Extracted information -
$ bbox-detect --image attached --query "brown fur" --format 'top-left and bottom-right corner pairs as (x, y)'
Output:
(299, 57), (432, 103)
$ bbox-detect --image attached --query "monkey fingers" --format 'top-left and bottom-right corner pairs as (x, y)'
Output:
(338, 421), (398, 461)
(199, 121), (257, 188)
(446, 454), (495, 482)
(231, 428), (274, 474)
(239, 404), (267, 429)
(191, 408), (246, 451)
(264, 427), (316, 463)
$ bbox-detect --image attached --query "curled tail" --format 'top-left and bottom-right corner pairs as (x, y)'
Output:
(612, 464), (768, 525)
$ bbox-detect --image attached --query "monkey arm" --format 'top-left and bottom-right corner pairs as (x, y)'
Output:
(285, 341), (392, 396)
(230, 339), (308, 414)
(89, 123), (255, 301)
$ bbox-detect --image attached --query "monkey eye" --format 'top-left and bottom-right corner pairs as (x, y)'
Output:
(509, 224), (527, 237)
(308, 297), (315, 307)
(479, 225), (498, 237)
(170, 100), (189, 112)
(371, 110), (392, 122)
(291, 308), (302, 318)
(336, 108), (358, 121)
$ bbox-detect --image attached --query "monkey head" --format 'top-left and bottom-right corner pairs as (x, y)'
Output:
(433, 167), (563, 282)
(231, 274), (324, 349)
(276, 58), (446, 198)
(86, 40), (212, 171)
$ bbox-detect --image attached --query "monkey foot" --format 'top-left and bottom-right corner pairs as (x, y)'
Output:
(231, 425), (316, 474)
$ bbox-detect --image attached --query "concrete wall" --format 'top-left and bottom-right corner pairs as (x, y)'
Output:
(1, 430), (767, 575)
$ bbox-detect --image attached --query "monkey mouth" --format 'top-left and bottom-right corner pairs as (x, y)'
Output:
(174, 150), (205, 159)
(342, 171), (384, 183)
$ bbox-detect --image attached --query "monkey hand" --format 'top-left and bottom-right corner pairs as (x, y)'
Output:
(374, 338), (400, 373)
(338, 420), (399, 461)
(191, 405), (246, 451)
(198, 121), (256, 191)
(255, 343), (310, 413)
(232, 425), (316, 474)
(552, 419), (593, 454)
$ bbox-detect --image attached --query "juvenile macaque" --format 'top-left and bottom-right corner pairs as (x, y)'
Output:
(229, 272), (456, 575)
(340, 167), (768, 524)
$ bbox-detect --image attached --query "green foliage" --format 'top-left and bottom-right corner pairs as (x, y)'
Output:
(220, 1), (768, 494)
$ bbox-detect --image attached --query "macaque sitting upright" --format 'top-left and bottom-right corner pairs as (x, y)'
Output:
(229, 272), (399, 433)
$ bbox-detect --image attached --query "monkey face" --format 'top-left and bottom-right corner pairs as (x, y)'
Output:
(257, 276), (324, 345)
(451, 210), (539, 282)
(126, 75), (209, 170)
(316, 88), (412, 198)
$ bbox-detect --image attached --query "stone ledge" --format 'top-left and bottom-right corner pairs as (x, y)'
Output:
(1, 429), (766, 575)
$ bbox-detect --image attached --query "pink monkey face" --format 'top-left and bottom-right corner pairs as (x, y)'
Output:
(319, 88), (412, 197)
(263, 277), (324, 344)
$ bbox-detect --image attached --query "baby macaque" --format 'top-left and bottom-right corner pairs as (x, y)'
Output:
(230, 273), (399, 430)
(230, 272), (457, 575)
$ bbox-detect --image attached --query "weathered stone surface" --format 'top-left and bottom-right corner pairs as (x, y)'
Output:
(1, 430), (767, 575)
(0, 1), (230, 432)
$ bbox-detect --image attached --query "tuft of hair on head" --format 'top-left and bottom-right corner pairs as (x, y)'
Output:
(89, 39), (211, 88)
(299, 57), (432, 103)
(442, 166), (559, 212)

What you need to do - Word for word, restate each record in the listing.

Solution for this task -
$ bbox-detect --image attached --query "brown fur" --format 'top-left and bottom-right corner pairs as (x, y)'
Output:
(299, 57), (432, 103)
$ bbox-detect --image attached --query "monkey fingers" --format 'top-left and bottom-right corner pairs as (x, y)'
Output:
(338, 421), (398, 461)
(199, 121), (257, 188)
(446, 454), (495, 482)
(231, 428), (274, 474)
(239, 404), (267, 429)
(191, 408), (246, 451)
(264, 427), (316, 463)
$ bbox-detect --image attached --query "curled tail" --format 'top-left and bottom-right corner pairs as (x, y)'
Output:
(612, 464), (768, 525)
$ bbox-detect --image attached --query "monkey arm" --format 'top-left and bottom-right corner pairs as (x, y)'
Output:
(285, 341), (392, 396)
(230, 339), (308, 414)
(89, 123), (255, 301)
$ bbox-detect --image attached --query "monkey eye" --format 'top-left and bottom-right corner pairs as (x, y)'
Output:
(509, 224), (527, 237)
(308, 297), (315, 307)
(479, 225), (498, 237)
(170, 100), (189, 112)
(371, 110), (392, 122)
(291, 308), (302, 318)
(336, 108), (358, 121)
$ bbox-detect --image attached --query "monkey head" --format 'top-left and bottom-right corner pairs as (x, y)'
Output:
(433, 167), (563, 282)
(231, 274), (324, 349)
(276, 58), (446, 198)
(86, 40), (212, 171)
$ bbox-detect --image attached --query "monkey foot" --format 'top-left and bottom-right corner pairs as (x, y)'
Output:
(231, 425), (316, 474)
$ bbox-detect --image attached --query "concrete wall" --format 'top-left and bottom-right corner pairs as (x, y)'
Output:
(1, 430), (767, 575)
$ bbox-detect --image attached --query "monkey mouth" --format 'top-left and bottom-right corner pairs as (x, y)'
Output:
(174, 150), (205, 159)
(342, 171), (384, 183)
$ bbox-detect --image attached --query "monkey hand" --format 'top-left and bottom-right corner pairs as (x, y)'
Output:
(374, 338), (400, 373)
(338, 420), (399, 461)
(191, 405), (246, 451)
(198, 121), (256, 191)
(255, 343), (310, 413)
(232, 425), (316, 474)
(552, 419), (593, 454)
$ bbox-detect --image attached --query "juvenile macaque" --format 'top-left and bottom-right corner pairs as (x, y)'
Output:
(229, 272), (456, 575)
(340, 167), (768, 524)
$ bbox-detect --image attached --query "green foliage" --format 'top-left and bottom-right corner pairs as (x, y)'
Output:
(220, 1), (768, 494)
$ bbox-detect --image attached --query "macaque sitting upright" --format 'top-left and bottom-right corner pairs as (x, y)'
Output:
(229, 272), (399, 433)
$ bbox-detect --image attached --query "monkey face" --format 'top-left and bottom-right corner pairs as (x, y)'
Output:
(257, 276), (324, 345)
(451, 210), (539, 282)
(126, 75), (209, 170)
(316, 88), (412, 198)
$ bbox-detect --image attached --query "stone ledge" --format 'top-left and bottom-right corner pairs as (x, y)'
Output:
(1, 429), (766, 575)
$ bbox-detect --image attached --query "pink monkey face" --format 'top-left and bottom-right corner pairs as (x, y)'
Output:
(319, 88), (412, 197)
(263, 277), (324, 344)
$ bbox-detect --image attached --query "baby macaque" --format 'top-left and bottom-right corner pairs as (x, y)'
Output:
(230, 273), (399, 430)
(230, 272), (457, 575)
$ bbox-detect --image attached --query "weathered stone surface" --format 'top-left and bottom-right corner pairs as (x, y)'
Output:
(1, 430), (767, 575)
(0, 1), (230, 432)
$ bbox-detect --image attached --query "tuft of hair on head" --format 'top-left and bottom-right corner pairs as (x, y)'
Output:
(89, 39), (211, 88)
(299, 57), (432, 103)
(442, 166), (559, 212)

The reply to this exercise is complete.